Work task:
Report all lines of the data below that hold the word "waterfall".

Exercise data:

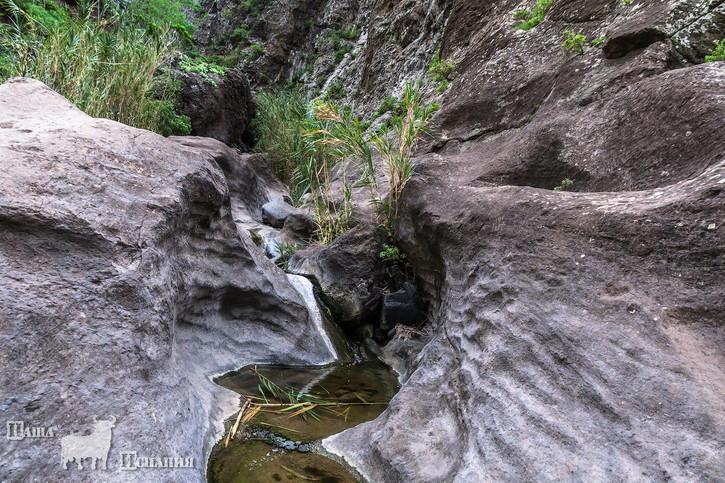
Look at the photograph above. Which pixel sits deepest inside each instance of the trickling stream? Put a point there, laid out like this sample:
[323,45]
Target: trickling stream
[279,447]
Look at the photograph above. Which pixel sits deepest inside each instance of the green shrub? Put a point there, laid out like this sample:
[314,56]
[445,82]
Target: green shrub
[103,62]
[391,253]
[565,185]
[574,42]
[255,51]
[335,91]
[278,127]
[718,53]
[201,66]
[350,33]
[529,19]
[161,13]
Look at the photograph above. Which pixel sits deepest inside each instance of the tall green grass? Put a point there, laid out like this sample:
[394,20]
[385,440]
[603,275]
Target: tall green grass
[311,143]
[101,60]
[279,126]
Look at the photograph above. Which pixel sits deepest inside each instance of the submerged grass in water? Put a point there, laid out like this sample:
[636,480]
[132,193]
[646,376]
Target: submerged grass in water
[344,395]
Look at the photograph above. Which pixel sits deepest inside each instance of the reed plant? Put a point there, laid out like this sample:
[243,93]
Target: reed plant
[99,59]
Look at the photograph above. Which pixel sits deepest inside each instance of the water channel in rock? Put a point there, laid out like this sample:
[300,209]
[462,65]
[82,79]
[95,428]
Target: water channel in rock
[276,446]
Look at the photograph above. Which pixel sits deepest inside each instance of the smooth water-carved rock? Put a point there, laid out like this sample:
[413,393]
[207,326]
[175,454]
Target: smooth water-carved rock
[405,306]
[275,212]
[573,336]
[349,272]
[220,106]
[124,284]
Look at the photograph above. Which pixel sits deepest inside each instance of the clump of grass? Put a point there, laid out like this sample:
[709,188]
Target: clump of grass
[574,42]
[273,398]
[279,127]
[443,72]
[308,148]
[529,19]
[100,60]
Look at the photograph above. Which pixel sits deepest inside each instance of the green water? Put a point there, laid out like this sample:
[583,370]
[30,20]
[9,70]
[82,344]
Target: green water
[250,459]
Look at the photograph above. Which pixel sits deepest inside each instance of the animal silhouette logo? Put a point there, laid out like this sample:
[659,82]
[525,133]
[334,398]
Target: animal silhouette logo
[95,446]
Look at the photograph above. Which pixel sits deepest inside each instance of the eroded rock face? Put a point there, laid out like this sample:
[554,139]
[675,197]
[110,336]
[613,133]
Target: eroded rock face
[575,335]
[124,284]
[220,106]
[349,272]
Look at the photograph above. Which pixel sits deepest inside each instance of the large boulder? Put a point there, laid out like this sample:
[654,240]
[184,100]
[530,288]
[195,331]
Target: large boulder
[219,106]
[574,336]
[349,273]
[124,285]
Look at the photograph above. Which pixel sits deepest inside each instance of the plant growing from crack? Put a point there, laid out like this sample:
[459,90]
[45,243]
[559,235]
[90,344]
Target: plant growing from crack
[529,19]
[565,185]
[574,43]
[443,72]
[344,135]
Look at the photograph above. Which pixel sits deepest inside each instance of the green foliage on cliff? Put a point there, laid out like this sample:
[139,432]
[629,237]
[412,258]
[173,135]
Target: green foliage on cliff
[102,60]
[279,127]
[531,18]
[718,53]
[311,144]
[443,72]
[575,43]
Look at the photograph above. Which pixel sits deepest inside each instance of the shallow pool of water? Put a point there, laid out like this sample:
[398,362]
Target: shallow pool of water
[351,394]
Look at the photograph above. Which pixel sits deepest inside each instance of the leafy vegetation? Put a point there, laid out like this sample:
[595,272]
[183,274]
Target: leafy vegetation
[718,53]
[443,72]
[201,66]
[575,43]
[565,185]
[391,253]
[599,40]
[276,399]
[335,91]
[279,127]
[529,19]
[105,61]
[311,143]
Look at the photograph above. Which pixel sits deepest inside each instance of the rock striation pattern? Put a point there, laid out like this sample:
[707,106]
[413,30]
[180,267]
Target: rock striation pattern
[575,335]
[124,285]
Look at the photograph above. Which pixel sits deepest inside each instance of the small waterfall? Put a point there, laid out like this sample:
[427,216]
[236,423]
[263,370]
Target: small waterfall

---

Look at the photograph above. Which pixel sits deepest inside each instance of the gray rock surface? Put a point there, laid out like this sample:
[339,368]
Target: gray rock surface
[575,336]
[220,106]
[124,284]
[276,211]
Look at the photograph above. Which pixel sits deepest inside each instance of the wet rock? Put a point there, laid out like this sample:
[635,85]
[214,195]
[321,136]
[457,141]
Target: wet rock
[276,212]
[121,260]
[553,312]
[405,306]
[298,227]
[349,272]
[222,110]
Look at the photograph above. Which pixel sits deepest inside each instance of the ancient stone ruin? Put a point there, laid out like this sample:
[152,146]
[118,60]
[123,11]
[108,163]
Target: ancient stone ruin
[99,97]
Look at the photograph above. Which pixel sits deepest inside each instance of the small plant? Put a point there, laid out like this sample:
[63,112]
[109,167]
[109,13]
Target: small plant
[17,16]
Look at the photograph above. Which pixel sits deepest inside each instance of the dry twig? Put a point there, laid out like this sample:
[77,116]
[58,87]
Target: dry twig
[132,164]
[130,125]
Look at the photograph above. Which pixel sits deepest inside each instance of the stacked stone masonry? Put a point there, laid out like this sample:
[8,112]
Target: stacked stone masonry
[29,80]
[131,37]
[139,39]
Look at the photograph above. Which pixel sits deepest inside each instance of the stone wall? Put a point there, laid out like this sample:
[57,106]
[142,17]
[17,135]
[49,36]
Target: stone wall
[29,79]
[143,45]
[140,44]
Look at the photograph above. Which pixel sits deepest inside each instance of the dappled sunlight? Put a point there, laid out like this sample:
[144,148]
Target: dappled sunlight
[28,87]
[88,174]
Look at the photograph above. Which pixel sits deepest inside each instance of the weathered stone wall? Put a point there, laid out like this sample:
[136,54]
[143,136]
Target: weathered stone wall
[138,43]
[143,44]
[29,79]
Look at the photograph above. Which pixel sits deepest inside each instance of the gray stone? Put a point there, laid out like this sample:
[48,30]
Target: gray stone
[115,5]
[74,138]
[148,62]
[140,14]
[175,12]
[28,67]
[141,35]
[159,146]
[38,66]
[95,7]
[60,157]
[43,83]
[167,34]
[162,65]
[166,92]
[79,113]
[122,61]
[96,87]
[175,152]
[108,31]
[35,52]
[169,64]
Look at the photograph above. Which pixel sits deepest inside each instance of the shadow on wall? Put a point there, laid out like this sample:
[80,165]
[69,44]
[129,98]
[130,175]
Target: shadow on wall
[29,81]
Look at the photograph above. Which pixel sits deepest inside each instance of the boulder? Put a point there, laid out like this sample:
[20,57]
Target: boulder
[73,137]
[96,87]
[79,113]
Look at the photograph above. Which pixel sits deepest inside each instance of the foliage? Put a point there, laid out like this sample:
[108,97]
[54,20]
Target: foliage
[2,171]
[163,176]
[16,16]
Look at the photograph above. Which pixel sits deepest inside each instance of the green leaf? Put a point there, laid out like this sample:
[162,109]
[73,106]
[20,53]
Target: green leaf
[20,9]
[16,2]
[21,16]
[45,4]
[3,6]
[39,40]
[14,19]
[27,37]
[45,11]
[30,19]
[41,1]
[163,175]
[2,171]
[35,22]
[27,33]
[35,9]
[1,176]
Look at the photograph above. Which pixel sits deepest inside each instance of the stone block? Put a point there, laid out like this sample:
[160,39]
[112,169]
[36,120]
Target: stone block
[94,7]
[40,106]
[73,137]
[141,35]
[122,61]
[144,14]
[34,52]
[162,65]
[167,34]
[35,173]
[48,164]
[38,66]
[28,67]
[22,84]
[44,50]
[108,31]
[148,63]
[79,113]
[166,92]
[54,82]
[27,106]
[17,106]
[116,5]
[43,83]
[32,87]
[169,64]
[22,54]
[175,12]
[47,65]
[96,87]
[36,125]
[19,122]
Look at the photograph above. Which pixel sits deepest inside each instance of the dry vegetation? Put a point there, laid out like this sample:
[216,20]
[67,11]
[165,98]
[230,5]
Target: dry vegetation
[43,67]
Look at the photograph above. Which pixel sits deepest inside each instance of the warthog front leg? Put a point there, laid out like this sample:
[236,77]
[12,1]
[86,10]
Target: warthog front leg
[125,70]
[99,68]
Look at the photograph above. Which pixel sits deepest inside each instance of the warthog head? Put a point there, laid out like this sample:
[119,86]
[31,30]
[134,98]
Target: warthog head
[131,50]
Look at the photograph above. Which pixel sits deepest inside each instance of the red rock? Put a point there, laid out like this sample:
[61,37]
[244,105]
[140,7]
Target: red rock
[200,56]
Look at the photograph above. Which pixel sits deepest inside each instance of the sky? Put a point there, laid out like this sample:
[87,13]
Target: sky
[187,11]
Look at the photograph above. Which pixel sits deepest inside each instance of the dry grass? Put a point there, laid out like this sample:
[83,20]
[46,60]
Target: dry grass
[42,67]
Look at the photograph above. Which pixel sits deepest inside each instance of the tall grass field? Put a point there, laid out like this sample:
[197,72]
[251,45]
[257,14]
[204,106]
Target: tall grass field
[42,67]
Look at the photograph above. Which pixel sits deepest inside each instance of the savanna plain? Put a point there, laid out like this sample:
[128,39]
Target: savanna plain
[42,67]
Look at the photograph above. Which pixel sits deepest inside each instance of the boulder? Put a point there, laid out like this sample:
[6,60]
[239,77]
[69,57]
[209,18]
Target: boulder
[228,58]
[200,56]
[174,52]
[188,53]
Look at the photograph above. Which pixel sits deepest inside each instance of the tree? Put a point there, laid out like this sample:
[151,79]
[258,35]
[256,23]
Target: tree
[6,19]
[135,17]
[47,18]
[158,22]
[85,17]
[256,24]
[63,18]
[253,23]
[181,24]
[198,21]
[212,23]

Task solution:
Look at the photograph above. Which pixel sits deepest inside each instance of the small waterfall? Put a point there, laid out like this sample:
Target: small waterfall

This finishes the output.